I have always understood that perl is context driven, and I'm quite happy that the "equals" assignment gets over-loaded depending on context:
@a = qw(a b c d e); @b = @a; # @b contains (a b c d e) $b = @a; # $b is 5, as the "=" is overloaded by context
I was teaching an "Introduction to Perl" course the other day, and one of the students had this code (I've paraphrased, as it were):
@a = qw(a b c d e); $b = @a[1,3]; print $b

Now, My understanding is that the code would print "2", being the number of elements in the array-slice. it prints "d"

Indeed, my slides make the point that @array[$n] is a one-element array, not a scalar, thus $b=@array[$n] will set $b to 1, not the value of the array element ($b=$array[$n])!

__Exercise a__
Answer these about the Perl post:
(i) What was the name of the course being taught?
(ii) What did the student's code actually print?
(iii) According to the slides, $b=@array[$n] sets $b to what value?
The Perl post and the rows that follow it are unrelated material.

__Source material__

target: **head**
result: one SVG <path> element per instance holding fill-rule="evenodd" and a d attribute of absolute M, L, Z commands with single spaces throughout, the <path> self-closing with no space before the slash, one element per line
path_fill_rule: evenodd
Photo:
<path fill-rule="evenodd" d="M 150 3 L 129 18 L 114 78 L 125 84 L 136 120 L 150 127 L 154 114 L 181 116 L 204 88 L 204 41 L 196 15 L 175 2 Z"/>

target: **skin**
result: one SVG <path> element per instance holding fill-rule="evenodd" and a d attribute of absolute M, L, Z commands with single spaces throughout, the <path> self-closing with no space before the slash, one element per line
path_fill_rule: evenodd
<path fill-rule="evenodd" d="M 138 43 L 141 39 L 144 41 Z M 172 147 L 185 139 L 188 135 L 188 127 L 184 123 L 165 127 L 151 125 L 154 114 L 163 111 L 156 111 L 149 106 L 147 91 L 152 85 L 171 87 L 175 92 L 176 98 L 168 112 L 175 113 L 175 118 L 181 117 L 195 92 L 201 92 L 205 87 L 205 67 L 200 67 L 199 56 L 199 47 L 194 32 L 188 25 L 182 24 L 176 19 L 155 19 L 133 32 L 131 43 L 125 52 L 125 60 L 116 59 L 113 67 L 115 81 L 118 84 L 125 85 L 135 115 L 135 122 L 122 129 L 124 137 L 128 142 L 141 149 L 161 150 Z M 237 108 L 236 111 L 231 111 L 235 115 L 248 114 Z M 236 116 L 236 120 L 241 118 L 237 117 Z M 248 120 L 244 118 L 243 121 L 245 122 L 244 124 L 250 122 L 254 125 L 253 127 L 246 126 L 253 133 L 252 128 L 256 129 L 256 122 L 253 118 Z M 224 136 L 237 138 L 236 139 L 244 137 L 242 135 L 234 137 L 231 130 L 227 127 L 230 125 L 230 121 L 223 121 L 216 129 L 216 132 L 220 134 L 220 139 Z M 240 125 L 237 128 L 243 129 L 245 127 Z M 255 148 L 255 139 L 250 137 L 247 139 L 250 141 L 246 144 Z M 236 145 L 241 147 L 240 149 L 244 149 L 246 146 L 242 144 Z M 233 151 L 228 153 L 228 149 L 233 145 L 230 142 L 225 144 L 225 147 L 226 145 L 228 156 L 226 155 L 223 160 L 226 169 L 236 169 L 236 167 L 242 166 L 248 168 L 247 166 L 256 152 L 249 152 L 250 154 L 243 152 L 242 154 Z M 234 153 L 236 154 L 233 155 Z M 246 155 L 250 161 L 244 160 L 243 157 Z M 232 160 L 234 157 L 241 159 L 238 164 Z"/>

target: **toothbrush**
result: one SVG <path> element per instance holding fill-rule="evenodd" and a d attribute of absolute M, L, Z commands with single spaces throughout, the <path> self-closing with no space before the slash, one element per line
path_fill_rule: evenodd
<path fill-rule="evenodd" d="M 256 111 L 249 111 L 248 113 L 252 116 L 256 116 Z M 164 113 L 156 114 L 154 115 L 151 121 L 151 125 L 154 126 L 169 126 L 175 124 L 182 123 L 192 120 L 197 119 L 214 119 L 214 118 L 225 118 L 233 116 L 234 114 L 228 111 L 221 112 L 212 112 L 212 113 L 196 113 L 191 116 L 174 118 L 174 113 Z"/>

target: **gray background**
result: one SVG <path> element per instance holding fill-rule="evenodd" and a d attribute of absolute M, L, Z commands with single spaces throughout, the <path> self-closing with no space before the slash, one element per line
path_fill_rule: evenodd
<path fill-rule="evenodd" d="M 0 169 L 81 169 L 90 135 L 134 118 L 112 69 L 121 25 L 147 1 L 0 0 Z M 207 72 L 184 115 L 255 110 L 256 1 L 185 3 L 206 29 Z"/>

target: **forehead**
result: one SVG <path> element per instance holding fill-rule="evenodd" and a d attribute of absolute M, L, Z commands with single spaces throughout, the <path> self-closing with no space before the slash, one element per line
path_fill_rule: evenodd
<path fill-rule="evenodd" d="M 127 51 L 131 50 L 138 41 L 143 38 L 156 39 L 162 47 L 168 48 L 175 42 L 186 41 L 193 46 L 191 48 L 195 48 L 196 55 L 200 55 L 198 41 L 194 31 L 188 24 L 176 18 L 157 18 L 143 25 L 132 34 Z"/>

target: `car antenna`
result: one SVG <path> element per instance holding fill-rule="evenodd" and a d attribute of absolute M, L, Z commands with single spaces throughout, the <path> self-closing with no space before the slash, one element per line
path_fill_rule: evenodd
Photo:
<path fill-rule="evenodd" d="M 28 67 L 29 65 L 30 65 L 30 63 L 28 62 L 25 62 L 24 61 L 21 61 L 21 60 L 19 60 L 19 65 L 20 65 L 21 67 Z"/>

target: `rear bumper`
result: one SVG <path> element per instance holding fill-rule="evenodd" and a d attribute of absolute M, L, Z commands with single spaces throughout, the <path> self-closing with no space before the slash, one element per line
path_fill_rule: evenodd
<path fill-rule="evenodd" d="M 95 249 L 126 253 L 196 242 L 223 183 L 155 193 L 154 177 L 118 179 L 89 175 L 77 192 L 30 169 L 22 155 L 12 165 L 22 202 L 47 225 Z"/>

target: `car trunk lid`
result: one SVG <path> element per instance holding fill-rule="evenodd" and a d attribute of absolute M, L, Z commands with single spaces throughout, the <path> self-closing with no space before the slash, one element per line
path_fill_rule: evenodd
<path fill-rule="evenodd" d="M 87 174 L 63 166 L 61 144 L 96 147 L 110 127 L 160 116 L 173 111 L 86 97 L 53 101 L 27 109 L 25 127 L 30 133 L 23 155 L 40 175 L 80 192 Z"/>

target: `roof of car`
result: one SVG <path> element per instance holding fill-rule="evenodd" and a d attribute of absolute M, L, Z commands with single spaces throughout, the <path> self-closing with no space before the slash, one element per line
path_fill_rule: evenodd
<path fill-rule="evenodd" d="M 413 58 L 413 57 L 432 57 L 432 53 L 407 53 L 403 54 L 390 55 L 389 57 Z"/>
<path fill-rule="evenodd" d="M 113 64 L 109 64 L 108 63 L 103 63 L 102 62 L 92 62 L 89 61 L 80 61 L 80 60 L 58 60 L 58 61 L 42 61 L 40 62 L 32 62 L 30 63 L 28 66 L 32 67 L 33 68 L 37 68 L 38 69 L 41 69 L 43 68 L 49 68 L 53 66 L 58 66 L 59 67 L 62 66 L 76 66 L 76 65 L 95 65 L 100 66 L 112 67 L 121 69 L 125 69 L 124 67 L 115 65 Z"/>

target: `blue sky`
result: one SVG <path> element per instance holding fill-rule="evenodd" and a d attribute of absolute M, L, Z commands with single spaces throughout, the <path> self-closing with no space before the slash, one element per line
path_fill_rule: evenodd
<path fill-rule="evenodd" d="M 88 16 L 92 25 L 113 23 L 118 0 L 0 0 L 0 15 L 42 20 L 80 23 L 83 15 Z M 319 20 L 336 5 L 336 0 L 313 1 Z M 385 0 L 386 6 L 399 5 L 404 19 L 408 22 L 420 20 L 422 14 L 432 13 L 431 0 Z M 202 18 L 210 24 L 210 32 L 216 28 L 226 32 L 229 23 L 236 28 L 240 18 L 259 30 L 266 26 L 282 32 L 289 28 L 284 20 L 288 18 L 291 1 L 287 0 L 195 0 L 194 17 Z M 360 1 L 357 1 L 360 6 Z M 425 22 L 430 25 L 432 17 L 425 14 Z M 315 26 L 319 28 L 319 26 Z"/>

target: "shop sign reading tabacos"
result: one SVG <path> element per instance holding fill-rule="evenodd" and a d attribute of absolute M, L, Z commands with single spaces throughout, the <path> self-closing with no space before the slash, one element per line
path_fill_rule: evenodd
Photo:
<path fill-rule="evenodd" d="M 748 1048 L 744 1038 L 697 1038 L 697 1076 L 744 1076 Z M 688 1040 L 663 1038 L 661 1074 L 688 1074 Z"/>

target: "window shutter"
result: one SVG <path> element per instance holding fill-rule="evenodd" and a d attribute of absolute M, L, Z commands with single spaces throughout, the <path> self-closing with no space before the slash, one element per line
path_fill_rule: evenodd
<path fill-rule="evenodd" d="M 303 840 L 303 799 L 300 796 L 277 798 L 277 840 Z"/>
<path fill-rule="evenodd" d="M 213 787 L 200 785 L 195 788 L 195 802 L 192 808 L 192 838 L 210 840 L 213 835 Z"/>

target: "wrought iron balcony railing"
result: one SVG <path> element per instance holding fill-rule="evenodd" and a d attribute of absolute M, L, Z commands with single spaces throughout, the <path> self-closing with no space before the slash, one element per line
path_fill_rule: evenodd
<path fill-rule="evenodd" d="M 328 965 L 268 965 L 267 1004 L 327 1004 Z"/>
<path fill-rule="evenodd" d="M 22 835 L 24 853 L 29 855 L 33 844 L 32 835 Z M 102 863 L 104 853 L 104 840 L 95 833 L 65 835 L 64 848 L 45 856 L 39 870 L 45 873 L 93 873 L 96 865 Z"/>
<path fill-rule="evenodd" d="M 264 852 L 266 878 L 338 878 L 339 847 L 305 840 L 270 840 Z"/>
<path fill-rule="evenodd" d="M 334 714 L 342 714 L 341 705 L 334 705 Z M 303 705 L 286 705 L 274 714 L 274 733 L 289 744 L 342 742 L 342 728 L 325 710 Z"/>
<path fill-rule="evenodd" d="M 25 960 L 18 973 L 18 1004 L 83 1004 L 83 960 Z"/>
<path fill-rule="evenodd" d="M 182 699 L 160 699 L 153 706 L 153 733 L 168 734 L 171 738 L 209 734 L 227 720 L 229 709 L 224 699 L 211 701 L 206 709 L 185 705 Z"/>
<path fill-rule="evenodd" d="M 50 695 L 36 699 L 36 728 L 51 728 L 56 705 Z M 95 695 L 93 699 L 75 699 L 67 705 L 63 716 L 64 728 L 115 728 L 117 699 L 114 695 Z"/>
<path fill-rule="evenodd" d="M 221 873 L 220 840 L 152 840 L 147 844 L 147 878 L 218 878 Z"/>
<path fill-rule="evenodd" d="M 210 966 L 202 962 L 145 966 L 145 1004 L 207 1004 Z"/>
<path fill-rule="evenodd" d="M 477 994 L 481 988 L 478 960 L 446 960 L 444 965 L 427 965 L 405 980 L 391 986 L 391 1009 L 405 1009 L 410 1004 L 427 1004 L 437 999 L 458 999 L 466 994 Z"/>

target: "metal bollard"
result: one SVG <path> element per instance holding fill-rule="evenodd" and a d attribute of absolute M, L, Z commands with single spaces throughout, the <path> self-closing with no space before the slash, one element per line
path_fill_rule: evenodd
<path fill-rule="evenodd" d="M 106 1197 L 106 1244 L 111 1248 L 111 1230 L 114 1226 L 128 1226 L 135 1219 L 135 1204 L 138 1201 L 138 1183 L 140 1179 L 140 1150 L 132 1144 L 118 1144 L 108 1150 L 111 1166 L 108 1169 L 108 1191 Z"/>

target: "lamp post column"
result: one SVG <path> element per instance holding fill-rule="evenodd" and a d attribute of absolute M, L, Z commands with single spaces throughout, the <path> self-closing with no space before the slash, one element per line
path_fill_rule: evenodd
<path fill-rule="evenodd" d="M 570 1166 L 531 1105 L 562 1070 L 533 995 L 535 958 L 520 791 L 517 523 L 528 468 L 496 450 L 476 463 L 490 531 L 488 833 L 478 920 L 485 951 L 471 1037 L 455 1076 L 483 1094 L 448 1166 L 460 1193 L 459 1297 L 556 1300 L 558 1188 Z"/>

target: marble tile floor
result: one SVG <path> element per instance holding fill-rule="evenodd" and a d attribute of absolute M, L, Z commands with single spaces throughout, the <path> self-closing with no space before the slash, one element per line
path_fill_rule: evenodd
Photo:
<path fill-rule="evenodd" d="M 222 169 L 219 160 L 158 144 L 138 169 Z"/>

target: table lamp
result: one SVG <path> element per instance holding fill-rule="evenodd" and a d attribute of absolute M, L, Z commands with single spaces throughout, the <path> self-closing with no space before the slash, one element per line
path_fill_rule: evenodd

__Exercise b__
Output the part of the rows that opens with their first line and closes with the line containing "150 3 L 129", including both of those lines.

__Worked solution a__
(i) Introduction to Perl
(ii) d
(iii) 1

__Worked solution b__
target: **head**
result: one SVG <path> element per instance holding fill-rule="evenodd" and a d attribute of absolute M, L, Z commands with single spaces throughout, the <path> self-closing with no space before the slash, one element per line
path_fill_rule: evenodd
Photo:
<path fill-rule="evenodd" d="M 150 3 L 129 18 L 114 78 L 125 84 L 136 120 L 150 127 L 154 114 L 181 116 L 204 88 L 204 41 L 196 15 L 175 2 Z"/>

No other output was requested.